**Records from a data source**
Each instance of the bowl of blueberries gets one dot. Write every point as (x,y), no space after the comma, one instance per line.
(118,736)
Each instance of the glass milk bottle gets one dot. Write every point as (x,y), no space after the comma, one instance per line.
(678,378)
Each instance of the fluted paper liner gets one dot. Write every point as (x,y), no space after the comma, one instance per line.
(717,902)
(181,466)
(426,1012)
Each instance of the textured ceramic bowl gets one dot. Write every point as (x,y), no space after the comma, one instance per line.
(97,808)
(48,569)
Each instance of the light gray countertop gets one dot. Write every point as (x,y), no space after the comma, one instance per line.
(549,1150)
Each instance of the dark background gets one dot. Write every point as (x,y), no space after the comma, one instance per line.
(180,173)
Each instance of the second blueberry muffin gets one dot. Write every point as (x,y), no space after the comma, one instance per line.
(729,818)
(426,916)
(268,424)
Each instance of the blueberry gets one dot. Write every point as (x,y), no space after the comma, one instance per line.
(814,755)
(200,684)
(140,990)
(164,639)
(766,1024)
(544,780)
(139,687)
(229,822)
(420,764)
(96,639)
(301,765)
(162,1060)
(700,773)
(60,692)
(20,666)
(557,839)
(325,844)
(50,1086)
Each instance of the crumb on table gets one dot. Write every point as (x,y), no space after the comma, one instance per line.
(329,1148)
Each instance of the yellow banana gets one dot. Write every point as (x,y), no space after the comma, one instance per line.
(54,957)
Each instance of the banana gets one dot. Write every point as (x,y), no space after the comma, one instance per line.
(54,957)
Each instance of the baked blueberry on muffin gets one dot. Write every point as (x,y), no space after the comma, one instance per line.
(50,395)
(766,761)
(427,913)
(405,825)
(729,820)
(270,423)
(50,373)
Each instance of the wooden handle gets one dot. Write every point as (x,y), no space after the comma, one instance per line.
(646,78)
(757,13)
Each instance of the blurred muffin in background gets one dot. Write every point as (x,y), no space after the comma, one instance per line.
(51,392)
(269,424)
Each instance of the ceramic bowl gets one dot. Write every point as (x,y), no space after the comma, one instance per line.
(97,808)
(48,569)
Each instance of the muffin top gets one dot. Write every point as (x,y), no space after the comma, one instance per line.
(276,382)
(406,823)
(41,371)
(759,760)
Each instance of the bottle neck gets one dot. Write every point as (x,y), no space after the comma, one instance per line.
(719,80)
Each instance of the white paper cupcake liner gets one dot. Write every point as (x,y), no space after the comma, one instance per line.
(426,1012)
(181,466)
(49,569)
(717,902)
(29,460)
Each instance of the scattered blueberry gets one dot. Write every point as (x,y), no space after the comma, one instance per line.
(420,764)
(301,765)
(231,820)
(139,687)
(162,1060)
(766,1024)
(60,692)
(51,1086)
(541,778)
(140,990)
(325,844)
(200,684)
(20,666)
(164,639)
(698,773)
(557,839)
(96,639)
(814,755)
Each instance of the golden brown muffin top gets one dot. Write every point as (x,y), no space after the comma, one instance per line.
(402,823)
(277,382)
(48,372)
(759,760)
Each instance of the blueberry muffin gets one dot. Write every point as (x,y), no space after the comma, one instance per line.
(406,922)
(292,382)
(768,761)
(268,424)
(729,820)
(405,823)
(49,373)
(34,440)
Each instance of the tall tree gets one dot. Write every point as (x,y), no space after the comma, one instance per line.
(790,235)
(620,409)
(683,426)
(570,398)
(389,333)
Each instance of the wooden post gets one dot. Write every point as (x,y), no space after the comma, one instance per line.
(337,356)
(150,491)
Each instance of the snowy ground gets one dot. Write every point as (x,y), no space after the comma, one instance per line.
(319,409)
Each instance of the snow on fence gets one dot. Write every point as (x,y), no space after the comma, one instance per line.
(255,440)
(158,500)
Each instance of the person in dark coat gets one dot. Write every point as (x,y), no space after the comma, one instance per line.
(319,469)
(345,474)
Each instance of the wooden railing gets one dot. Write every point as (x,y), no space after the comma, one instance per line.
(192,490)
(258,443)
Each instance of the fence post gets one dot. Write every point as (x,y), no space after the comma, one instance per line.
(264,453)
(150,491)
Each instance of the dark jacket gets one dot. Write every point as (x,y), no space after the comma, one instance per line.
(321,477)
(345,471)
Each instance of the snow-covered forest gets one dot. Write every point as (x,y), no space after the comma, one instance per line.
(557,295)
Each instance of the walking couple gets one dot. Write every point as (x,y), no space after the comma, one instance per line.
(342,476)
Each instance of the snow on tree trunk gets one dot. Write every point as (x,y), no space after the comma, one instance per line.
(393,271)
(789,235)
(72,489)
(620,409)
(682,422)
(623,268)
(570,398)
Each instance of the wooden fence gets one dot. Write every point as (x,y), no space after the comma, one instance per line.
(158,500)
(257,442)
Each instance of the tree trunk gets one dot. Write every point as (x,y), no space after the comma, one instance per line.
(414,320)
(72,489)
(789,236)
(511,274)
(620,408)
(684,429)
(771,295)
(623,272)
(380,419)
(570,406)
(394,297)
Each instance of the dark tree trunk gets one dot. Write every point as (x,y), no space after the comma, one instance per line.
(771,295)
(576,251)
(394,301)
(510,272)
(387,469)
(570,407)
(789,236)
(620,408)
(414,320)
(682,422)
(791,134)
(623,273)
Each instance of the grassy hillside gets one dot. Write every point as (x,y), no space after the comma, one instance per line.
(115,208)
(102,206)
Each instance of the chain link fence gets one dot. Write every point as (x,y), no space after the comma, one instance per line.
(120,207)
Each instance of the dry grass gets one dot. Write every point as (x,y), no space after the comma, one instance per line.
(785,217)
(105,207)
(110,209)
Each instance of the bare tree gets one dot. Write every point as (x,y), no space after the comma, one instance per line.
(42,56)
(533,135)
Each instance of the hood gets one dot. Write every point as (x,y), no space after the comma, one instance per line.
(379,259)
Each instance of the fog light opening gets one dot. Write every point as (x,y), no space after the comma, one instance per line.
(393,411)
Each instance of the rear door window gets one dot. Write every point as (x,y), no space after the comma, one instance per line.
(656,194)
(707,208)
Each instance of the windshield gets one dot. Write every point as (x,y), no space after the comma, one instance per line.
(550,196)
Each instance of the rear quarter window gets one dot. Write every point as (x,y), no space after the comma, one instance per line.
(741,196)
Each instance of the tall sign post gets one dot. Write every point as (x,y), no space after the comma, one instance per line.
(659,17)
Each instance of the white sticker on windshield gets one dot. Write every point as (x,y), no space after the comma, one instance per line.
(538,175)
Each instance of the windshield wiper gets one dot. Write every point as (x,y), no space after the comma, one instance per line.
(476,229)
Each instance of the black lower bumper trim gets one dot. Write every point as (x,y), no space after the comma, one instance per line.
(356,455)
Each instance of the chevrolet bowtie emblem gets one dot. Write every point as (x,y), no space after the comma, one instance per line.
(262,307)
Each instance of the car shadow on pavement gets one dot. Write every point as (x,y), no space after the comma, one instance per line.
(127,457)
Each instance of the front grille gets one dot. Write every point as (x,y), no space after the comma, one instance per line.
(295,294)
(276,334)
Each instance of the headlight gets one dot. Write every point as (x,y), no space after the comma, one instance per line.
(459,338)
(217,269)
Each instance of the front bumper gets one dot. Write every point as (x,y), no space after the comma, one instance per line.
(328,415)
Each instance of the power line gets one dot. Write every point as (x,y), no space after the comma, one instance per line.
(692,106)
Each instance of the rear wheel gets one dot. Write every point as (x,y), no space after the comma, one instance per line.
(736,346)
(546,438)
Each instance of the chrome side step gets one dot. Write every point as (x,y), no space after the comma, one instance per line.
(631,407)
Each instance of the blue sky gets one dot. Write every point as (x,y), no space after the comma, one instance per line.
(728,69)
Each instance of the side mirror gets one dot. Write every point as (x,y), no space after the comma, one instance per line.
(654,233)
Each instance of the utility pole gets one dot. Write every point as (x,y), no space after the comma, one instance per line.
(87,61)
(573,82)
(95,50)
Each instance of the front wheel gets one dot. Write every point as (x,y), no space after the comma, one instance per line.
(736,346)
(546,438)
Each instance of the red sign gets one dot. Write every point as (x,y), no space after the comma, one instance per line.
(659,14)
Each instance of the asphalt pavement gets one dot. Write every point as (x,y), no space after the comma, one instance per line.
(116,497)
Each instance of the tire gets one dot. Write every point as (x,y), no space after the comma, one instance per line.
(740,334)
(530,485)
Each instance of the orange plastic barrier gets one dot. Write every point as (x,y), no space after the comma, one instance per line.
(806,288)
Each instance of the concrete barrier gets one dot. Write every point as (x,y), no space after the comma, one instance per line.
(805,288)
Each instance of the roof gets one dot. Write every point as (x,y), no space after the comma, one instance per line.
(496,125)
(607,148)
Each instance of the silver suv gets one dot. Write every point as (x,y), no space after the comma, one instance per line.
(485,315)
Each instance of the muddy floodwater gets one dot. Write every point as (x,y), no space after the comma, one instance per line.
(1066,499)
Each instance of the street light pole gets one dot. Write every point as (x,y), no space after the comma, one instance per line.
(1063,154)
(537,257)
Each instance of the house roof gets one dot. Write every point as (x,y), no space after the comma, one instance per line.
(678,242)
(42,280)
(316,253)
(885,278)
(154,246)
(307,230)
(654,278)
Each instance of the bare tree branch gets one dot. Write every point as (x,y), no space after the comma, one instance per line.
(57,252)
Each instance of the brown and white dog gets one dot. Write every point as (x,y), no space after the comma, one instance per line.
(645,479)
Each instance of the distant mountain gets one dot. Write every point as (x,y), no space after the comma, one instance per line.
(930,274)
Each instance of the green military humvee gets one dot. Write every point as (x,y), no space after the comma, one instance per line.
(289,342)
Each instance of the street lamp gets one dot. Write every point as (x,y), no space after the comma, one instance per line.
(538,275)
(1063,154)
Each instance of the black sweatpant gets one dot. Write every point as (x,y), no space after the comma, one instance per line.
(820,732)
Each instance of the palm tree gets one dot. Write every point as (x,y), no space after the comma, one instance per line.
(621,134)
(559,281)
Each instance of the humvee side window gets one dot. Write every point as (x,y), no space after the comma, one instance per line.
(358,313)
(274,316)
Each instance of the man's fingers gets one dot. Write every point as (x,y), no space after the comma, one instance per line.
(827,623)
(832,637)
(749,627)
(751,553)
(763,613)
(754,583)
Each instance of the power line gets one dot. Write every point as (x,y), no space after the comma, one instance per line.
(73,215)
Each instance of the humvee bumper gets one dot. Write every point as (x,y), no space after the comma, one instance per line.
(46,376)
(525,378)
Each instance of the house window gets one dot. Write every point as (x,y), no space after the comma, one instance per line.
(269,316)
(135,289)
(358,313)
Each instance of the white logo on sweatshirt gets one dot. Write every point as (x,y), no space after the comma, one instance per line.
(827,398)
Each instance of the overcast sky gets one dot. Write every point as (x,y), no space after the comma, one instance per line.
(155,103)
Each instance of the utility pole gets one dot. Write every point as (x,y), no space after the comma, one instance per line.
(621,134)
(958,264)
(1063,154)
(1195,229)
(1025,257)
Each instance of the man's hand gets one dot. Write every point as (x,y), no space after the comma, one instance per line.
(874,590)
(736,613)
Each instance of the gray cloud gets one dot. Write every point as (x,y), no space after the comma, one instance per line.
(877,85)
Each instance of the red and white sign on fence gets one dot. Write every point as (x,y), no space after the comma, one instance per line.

**WORK TASK**
Only the lines from the one that holds "Each instance of the white logo" through the end of the records should appear in the answer, each restated exactly.

**EXERCISE RESULT**
Each instance of the white logo on sweatshirt gets one dot. Write every point as (x,y), no space after the comma, one instance per line.
(827,398)
Each instance of the overcast sky gets one dot. Write every point as (x,y), no space after the comma, one instance per line.
(155,103)
Each instance of the utility pole gets one dot. Write every point as (x,y), no space after the comma, one instance per line.
(621,134)
(958,264)
(1063,154)
(1195,229)
(1025,257)
Each instance of the man's hand gets one dot. Write every point as (x,y), no space after the comma, one instance per line.
(874,590)
(736,613)
Each instance of the gray cloud gets one dot. Write every point as (x,y), no space after the comma, one instance per line.
(877,85)
Each instance of the red and white sign on fence gets one dot. Write every point as (x,y), no space after the comma, one instance per line.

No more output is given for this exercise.